Each entry must be duplicated precisely, with nothing left out.

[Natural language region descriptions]
----------

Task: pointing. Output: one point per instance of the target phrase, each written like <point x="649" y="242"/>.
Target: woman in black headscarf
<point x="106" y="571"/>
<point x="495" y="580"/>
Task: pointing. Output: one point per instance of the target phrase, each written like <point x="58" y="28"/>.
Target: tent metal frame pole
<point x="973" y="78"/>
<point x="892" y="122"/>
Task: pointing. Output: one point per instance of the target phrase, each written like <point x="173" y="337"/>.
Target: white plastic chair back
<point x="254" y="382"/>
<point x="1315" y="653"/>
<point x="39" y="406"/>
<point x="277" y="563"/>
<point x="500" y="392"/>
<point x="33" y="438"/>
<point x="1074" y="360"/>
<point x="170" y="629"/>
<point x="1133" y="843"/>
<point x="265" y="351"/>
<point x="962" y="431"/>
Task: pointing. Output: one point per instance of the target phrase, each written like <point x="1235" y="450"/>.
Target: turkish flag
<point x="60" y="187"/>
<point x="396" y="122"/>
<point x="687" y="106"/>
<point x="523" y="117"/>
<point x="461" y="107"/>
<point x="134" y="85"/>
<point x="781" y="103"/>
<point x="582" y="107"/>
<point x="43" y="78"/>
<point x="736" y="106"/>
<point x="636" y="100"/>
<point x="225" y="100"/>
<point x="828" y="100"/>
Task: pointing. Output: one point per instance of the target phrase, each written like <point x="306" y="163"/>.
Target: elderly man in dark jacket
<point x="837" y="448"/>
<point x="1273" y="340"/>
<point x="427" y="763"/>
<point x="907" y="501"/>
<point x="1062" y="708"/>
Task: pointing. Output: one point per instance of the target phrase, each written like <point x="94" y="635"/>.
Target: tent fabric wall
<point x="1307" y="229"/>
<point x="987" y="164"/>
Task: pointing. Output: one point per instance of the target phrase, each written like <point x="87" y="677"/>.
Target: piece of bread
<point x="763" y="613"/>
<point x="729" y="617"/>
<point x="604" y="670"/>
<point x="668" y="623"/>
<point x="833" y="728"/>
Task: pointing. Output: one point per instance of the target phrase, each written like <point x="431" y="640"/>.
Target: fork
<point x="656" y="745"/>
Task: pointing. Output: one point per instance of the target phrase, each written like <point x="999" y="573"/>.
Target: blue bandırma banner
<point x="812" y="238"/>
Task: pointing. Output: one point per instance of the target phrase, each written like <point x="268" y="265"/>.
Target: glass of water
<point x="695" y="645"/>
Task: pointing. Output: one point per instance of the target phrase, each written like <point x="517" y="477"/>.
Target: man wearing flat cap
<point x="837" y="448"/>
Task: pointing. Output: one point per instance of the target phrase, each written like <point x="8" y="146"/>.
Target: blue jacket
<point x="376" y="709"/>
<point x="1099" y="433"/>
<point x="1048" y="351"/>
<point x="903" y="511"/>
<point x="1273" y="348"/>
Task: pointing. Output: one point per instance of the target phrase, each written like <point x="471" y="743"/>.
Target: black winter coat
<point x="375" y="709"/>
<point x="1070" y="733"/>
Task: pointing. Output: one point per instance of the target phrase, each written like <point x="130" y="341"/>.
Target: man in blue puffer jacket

----------

* **Expected output**
Task: pointing. Output: one point per instance of the target phrase, each written like <point x="649" y="242"/>.
Target: woman in black headscarf
<point x="106" y="571"/>
<point x="495" y="580"/>
Task: pointing. Output: one point per instance of the target phrase, each written like <point x="58" y="28"/>.
Target: tent metal frame pole
<point x="973" y="78"/>
<point x="892" y="122"/>
Task: pointing. Output: one point per instance of the target phrase, each written like <point x="173" y="337"/>.
Target: white plastic chair back
<point x="254" y="382"/>
<point x="1315" y="653"/>
<point x="39" y="406"/>
<point x="277" y="563"/>
<point x="500" y="392"/>
<point x="33" y="438"/>
<point x="1074" y="360"/>
<point x="170" y="629"/>
<point x="1133" y="843"/>
<point x="265" y="351"/>
<point x="962" y="431"/>
Task: pointing. Output: one point per instance of the target phrase, each written like <point x="1235" y="450"/>.
Target: turkish flag
<point x="60" y="187"/>
<point x="396" y="122"/>
<point x="687" y="106"/>
<point x="523" y="117"/>
<point x="461" y="107"/>
<point x="134" y="85"/>
<point x="781" y="103"/>
<point x="582" y="107"/>
<point x="43" y="78"/>
<point x="736" y="106"/>
<point x="636" y="100"/>
<point x="225" y="100"/>
<point x="828" y="100"/>
Task: pointing. Output: one point per instance of the target phrase, each written like <point x="306" y="163"/>.
Target: elderly man in dark jacket
<point x="837" y="448"/>
<point x="1273" y="340"/>
<point x="427" y="763"/>
<point x="907" y="501"/>
<point x="1062" y="708"/>
Task: pointing. Output: one point per instance of the target phrase, each written like <point x="94" y="635"/>.
Target: tent fabric wall
<point x="1307" y="229"/>
<point x="987" y="164"/>
Task: pointing. Output: one point per instance of the target phrase, each written like <point x="87" y="677"/>.
Target: piece of bread
<point x="763" y="613"/>
<point x="729" y="617"/>
<point x="604" y="670"/>
<point x="668" y="623"/>
<point x="833" y="728"/>
Task: pointing. Output: one point per instance of the target phrase, each written like <point x="431" y="640"/>.
Target: fork
<point x="656" y="745"/>
Task: pointing. Output: one point per instance of the target phrase, each written like <point x="999" y="573"/>.
Target: blue bandırma banner
<point x="812" y="238"/>
Task: pointing. Output: one point per instance of the target phrase, each written like <point x="268" y="265"/>.
Target: glass of water
<point x="695" y="645"/>
Task: pointing. Output: one point per instance of the target phrase, each written like <point x="517" y="477"/>.
Target: man wearing flat cap
<point x="837" y="448"/>
Task: pointing. Output: one point per instance of the target phrase, each written like <point x="8" y="146"/>.
Target: blue jacket
<point x="376" y="709"/>
<point x="1099" y="433"/>
<point x="1048" y="351"/>
<point x="903" y="511"/>
<point x="1273" y="348"/>
Task: pointing. Output: one point per instance of the target phrase, each written like <point x="471" y="743"/>.
Target: black winter coat
<point x="375" y="709"/>
<point x="1070" y="733"/>
Task: pointing. Output: one point per instance of the target phrase, each written like <point x="130" y="341"/>.
Target: man in blue puffer jacket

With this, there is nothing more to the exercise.